* [EXERCISE DIRECTIONS]
Transcribe every entry exactly, leaving out any pictures.

[Photo-based referring expression data]
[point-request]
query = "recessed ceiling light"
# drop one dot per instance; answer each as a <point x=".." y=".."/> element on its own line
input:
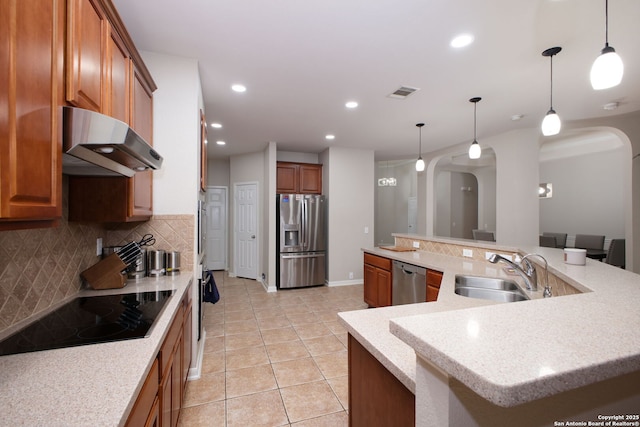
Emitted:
<point x="461" y="40"/>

* [REPLY]
[point-request]
query = "recessed ceiling light"
# drop one dot per instance; answer each as a <point x=".." y=".."/> element on its own line
input:
Emitted:
<point x="461" y="40"/>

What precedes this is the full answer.